*Complete the following*
[1] Reproduce the part of the course policy text that opens with the words containing "Any homework graded" and closes with "Composite Style Guide.".
[2] In the course policy text, what happens to a student who has not signed the academic integrity statement for homework 0?
[3] Resume the course policy text, writing on from its final sentence.

*Document text*
□ □ □ □

Please note that in terms of academic honesty, you cannot share your code with your peers even after it is due.

Testing your implementation:

When you are required to test your code, please note that our test cases will best every edge case in the implementation. If you do not write code to test the edge-cases of the specifications, then you will lose credit. This is the largest reason why students get lower grades than they believe they deserve. If you believe that an error was made in grading, then please explicitly address why you believe your test cases are sufficient to test all cases. See the discussion about testing and debugging below.

Style and Code Craftsmanship:

Any homework graded by demo (i.e. the project) must adhere to style guidelines, and you must curate your code. It must be simple, readable, and clean. See this post For some thoughts on how to make your code more readable, see the Composite Style Guide.

Academic Honesty

Just as you can do a google search for code online, it is trivial for us to do the same. We have caught numerous people cheating in the past in this way. If you feel pressured about an assignment, please come see me instead of cheating.

You are not allowed to collaborate on the homeworks and the lab assignments. The group projects require collaboration within each group, but no collaboration between teams is permitted. Please refer to the academic integrity policy linked from the course web page. This policy will be strictly enforced. If you’re having significant trouble with an assignment, please contact me. If you have not signed the academic integrity statement for homework 0, you will not receive a passing grade for the class.

Summary: I want to be very clear:

If you see the code of another student (who is not in your group), you are cheating.
If you share your code with any other student (not in your group), you are cheating. This applies even when you are no longer taking the class.

In the past, the only way that people have failed this class is to either not try (not do homeworks), or to cheat. There is almost no reason to cheat. Come to me, and we can discuss where you’re at, and what you have to do to make it through this difficult class!

□ □ □ □

*Supplied material*
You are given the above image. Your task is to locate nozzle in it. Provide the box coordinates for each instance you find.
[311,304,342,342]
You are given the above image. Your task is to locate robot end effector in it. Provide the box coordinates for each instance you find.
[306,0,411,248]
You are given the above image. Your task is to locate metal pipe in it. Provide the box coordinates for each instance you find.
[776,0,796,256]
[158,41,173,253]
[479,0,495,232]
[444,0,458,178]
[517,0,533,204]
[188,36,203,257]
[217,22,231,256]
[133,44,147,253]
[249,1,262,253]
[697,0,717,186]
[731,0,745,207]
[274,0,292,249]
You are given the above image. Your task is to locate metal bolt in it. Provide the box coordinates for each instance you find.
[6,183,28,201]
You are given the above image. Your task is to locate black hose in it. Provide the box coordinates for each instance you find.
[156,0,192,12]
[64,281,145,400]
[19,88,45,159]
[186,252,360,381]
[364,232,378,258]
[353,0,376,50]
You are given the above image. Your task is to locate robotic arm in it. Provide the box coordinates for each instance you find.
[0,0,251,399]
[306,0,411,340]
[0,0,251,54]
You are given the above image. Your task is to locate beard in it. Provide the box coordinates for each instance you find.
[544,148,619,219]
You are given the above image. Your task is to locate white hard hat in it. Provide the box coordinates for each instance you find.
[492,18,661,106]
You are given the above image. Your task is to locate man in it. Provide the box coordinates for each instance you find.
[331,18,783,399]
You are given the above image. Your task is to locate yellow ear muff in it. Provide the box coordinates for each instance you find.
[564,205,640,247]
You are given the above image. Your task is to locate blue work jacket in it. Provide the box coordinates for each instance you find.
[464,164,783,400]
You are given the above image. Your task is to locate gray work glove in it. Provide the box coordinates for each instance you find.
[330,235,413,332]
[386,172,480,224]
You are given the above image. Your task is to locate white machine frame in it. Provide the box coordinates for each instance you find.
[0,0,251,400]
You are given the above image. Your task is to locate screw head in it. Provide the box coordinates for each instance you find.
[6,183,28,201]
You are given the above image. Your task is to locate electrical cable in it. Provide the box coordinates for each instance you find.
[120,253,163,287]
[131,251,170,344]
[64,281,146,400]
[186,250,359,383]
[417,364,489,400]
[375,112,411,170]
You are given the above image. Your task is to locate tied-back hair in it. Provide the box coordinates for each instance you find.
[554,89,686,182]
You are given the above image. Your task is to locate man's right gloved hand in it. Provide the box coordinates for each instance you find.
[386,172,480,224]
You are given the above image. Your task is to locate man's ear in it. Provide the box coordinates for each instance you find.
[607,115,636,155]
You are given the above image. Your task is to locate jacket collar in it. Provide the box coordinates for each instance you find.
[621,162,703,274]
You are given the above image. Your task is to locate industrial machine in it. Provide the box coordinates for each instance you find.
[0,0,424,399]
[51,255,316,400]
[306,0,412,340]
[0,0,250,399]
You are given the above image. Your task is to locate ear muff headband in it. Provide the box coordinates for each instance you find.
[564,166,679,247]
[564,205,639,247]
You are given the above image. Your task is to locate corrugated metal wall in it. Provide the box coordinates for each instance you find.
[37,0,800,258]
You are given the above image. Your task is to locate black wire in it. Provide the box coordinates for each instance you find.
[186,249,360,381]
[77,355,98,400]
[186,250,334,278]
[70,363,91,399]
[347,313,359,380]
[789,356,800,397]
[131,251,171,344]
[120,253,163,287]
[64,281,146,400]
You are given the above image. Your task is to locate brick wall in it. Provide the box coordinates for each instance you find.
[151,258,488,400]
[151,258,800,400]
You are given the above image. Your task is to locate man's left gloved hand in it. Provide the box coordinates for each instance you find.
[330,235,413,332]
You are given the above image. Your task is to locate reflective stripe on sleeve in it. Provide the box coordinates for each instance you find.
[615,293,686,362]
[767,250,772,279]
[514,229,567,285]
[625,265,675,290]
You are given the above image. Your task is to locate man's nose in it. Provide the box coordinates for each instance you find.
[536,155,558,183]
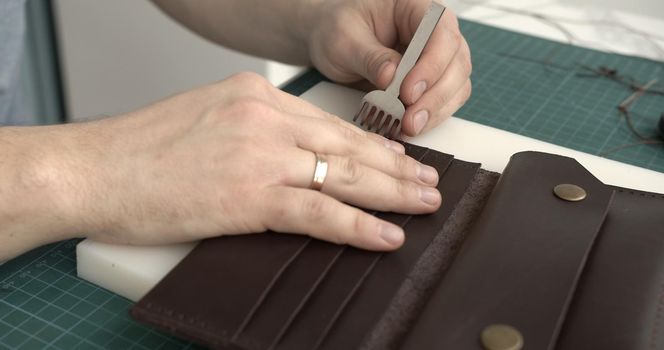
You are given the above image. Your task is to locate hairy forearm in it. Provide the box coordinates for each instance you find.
[0,126,87,261]
[153,0,319,65]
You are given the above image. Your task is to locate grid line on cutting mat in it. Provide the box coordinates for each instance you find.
[0,20,664,350]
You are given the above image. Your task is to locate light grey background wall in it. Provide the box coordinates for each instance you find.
[54,0,300,119]
[20,0,65,124]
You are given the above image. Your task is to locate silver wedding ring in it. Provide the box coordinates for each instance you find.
[309,152,327,191]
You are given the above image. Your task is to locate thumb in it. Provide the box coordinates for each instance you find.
[348,30,401,89]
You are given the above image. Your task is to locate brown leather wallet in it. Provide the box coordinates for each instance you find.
[131,145,664,349]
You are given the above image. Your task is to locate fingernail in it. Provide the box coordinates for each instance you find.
[413,110,429,134]
[380,223,404,246]
[385,140,406,154]
[373,61,397,88]
[417,164,438,185]
[420,187,440,205]
[413,80,427,103]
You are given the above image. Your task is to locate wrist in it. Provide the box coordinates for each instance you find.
[0,125,97,260]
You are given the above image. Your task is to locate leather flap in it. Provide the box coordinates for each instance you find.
[404,152,613,349]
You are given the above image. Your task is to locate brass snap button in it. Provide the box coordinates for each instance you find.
[553,184,587,202]
[480,324,523,350]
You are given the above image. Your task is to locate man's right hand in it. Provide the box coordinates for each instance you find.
[0,73,441,258]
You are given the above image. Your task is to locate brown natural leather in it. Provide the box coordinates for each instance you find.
[402,152,664,350]
[132,145,664,350]
[132,145,479,349]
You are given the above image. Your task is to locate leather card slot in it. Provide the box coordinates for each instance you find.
[556,188,664,350]
[403,152,613,349]
[278,145,453,349]
[319,157,479,349]
[233,239,343,348]
[131,234,309,347]
[277,247,379,349]
[132,144,460,348]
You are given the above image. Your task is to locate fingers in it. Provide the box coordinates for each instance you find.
[260,186,404,250]
[285,151,441,214]
[403,79,472,136]
[402,34,470,136]
[340,21,401,89]
[292,117,438,186]
[400,8,462,104]
[400,9,472,136]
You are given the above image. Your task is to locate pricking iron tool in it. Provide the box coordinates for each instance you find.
[353,2,445,138]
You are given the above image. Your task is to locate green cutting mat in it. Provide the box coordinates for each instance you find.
[456,21,664,172]
[0,21,664,350]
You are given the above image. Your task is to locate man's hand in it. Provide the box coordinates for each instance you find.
[301,0,471,136]
[153,0,471,136]
[0,73,441,260]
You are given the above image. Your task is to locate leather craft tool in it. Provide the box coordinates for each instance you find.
[353,2,445,138]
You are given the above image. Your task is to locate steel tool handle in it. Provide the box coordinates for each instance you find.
[385,2,445,97]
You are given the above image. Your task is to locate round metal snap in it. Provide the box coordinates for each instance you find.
[553,184,587,202]
[480,324,523,350]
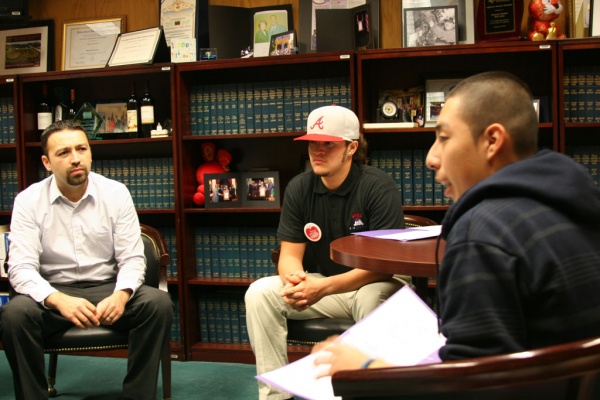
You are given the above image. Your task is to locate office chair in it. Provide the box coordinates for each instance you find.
[332,337,600,400]
[0,224,171,399]
[271,215,438,346]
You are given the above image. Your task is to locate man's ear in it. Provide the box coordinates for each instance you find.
[482,123,508,160]
[42,156,52,171]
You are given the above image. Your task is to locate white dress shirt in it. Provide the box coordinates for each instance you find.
[8,172,146,302]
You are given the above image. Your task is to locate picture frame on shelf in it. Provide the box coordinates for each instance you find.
[60,15,127,71]
[241,171,281,208]
[568,0,592,39]
[269,30,298,56]
[403,6,458,47]
[402,0,475,47]
[0,20,54,75]
[425,79,462,127]
[96,101,127,134]
[589,1,600,37]
[204,172,243,208]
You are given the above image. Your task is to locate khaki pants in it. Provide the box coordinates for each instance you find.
[245,273,402,400]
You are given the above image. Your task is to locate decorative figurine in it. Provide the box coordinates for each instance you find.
[529,0,566,41]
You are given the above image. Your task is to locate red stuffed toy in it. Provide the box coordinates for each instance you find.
[529,0,566,40]
[192,143,231,206]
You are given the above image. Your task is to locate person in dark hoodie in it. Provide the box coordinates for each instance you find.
[314,72,600,375]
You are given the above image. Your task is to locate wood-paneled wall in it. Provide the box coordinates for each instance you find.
[29,0,544,69]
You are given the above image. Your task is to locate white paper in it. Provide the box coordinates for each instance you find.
[256,286,446,400]
[353,225,442,242]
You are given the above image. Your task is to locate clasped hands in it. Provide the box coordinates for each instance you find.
[44,290,130,329]
[281,270,323,311]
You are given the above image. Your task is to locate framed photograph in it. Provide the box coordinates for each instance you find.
[533,99,540,121]
[402,0,475,47]
[425,79,461,127]
[96,102,127,134]
[204,172,243,208]
[61,16,126,71]
[0,21,54,75]
[403,6,458,47]
[563,0,592,39]
[242,171,281,208]
[269,30,297,56]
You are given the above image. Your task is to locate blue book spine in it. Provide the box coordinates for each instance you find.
[283,79,295,132]
[229,295,242,344]
[189,85,202,136]
[237,82,248,134]
[239,227,248,279]
[402,150,413,206]
[194,227,204,278]
[246,82,256,133]
[413,149,425,206]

□ □ □ □

*Outputs in order*
[1]
Any homework graded by demo (i.e. the project) must adhere to style guidelines, and you must curate your code. It must be simple, readable, and clean. See this post For some thoughts on how to make your code more readable, see the Composite Style Guide.

[2] They will not receive a passing grade for the class.

[3]
Justification: Cheating hurts your ability to compete for CS jobs. Everyone came to college to learn. You learn by doing work to reinforce class ideas. Understanding ideas from class is nowhere near as effective at learning as applying those ideas in an implementation. Thus, you need to do your own implementation to be a competitive CS student in the real-world!

Cheating hurts your peers. Courses that are graded on a curve have the side-effect that if someone inflates their grade not by hard work, but by cheating, your good grade (should the Professor not catch you) will hurt the grade of all of your colleagues that put the work in.

Cheating also hurts the quality of the OS class in the long term, thus hurts all future generations of GW CS undergrads. If you cheat, especially using previous year student’s work, to the point where the Professor believes that they must develop new assignments every year, then those assignments will not be as strong. They will not meet learning objectives in a course like this. All future CS students will be less prepared for competing for the best jobs.

Attending Office Hours

Please come see Gabe to address any of your concerns. You should not wait until a problem comes to a head before meeting. Gabe can help you find a path to avoid bigger problems. Of course, the main use for office hours is to discuss the homeworks, or help prepare for exams.

If you have a particularly horrible debugging problem, then Gabe might be your best bet. Regardless, who you talk to, if you want them to look at code then you must adhere to style conventions. See style conventions below. At the most basic level, you must

properly indent your code,
simplify your logical structure as much as you can to make the logic clear,
reduce the levels of indentation in your code as much as possible (see the Composite Style Guide for information about how to do this),
use functions to clarify your code, and
use well-chosen variable and function names.

If you don’t demonstrate to us that you actively tried to understand your own code by making it as easy to understand as possible, then it isn’t reasonable for us to dive into your code. Note that you really should take all of these steps when developing, debugging, and testing your own code, regardless. In the “real world” it is expected that you generate code that adheres to these guidelines.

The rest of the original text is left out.